[Work item]
Please copy the data shown below, word for word.

* * *

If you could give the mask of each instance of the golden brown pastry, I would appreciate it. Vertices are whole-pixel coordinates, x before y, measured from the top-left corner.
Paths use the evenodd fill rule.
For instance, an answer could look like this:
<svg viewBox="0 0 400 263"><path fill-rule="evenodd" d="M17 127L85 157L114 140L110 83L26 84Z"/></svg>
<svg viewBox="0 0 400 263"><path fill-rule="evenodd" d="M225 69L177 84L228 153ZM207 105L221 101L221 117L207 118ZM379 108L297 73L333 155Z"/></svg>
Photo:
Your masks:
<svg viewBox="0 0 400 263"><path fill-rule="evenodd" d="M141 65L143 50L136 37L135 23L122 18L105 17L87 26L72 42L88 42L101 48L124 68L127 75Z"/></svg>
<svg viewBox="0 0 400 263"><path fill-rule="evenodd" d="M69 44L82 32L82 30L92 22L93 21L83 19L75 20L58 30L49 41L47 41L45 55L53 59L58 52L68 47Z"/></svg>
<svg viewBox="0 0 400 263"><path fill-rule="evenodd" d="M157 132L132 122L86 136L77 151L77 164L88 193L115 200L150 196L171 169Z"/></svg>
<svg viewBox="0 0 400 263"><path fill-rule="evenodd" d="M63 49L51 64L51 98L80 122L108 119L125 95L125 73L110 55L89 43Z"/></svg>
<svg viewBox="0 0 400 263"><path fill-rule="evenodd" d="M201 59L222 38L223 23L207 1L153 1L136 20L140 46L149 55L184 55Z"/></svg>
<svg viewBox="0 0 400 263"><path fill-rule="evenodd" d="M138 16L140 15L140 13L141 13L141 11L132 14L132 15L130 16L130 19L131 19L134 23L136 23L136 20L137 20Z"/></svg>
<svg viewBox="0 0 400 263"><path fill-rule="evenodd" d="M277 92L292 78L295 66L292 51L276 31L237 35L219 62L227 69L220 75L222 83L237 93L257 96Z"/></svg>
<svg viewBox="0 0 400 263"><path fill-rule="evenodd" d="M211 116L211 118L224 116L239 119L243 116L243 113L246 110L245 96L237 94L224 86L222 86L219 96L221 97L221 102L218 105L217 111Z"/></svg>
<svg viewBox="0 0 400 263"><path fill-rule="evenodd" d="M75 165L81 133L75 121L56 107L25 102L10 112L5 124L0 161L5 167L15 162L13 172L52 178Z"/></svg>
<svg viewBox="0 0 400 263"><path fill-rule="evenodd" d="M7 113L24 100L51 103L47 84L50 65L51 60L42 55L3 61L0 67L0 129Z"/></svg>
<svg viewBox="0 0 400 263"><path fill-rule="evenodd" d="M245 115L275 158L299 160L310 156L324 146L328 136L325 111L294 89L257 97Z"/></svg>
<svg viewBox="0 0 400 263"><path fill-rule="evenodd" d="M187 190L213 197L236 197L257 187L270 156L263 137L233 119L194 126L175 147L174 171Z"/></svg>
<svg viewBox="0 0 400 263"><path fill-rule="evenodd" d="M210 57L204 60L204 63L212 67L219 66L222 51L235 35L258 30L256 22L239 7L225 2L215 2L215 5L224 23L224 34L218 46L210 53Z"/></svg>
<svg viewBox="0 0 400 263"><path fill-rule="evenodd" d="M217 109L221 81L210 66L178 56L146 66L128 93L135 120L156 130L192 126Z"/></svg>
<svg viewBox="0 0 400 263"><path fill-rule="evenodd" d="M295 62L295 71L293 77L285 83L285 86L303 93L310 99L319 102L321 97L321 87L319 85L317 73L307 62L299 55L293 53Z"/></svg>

* * *

[Expected answer]
If you could give the mask of each instance of the golden brown pastry, I would appreciate it. Vertices are whole-pixel coordinates, x before y, measured from the top-left corner.
Paths use the evenodd fill rule.
For instance, an answer could look like this:
<svg viewBox="0 0 400 263"><path fill-rule="evenodd" d="M17 127L85 157L114 140L110 83L26 84Z"/></svg>
<svg viewBox="0 0 400 263"><path fill-rule="evenodd" d="M225 69L177 84L228 153ZM207 105L221 101L221 117L207 118ZM379 108L297 73L333 155Z"/></svg>
Photo:
Your masks:
<svg viewBox="0 0 400 263"><path fill-rule="evenodd" d="M141 65L143 50L136 37L135 23L122 18L105 17L87 26L72 42L88 42L101 48L124 68L127 75Z"/></svg>
<svg viewBox="0 0 400 263"><path fill-rule="evenodd" d="M69 44L82 32L82 30L92 22L93 21L83 19L75 20L58 30L49 41L47 41L45 55L53 59L58 52L68 47Z"/></svg>
<svg viewBox="0 0 400 263"><path fill-rule="evenodd" d="M157 132L132 122L86 136L77 151L77 164L88 193L115 200L150 196L171 169Z"/></svg>
<svg viewBox="0 0 400 263"><path fill-rule="evenodd" d="M63 49L51 64L51 98L80 122L108 119L125 95L125 73L110 55L89 43Z"/></svg>
<svg viewBox="0 0 400 263"><path fill-rule="evenodd" d="M201 59L222 38L223 23L207 1L153 1L136 20L140 46L149 55L184 55Z"/></svg>
<svg viewBox="0 0 400 263"><path fill-rule="evenodd" d="M138 16L140 15L140 13L141 13L141 11L132 14L132 15L130 16L130 19L131 19L134 23L136 23L136 20L137 20Z"/></svg>
<svg viewBox="0 0 400 263"><path fill-rule="evenodd" d="M277 92L292 78L295 66L292 51L276 31L237 35L219 62L227 69L220 75L222 83L237 93L257 96Z"/></svg>
<svg viewBox="0 0 400 263"><path fill-rule="evenodd" d="M211 116L211 118L224 116L239 119L243 116L243 113L246 110L245 96L237 94L224 86L222 86L219 96L221 97L221 102L218 105L217 111Z"/></svg>
<svg viewBox="0 0 400 263"><path fill-rule="evenodd" d="M75 165L81 133L75 121L56 107L25 102L10 112L5 124L0 161L5 167L15 162L13 172L52 178Z"/></svg>
<svg viewBox="0 0 400 263"><path fill-rule="evenodd" d="M7 113L24 100L51 103L47 84L50 65L51 60L42 55L3 61L0 67L0 129Z"/></svg>
<svg viewBox="0 0 400 263"><path fill-rule="evenodd" d="M245 115L275 158L299 160L310 156L324 146L328 136L325 111L294 89L257 97Z"/></svg>
<svg viewBox="0 0 400 263"><path fill-rule="evenodd" d="M187 190L213 197L236 197L257 187L270 156L263 137L233 119L194 126L175 147L174 171Z"/></svg>
<svg viewBox="0 0 400 263"><path fill-rule="evenodd" d="M210 57L204 60L204 63L212 67L219 66L222 51L235 35L258 30L256 22L239 7L225 2L215 2L215 5L224 23L224 34L218 46L210 53Z"/></svg>
<svg viewBox="0 0 400 263"><path fill-rule="evenodd" d="M217 109L221 81L210 66L178 56L146 66L128 93L135 120L156 130L192 126Z"/></svg>
<svg viewBox="0 0 400 263"><path fill-rule="evenodd" d="M295 62L295 71L293 77L285 83L285 86L303 93L310 99L319 102L321 97L321 87L319 85L317 73L307 62L299 55L293 53Z"/></svg>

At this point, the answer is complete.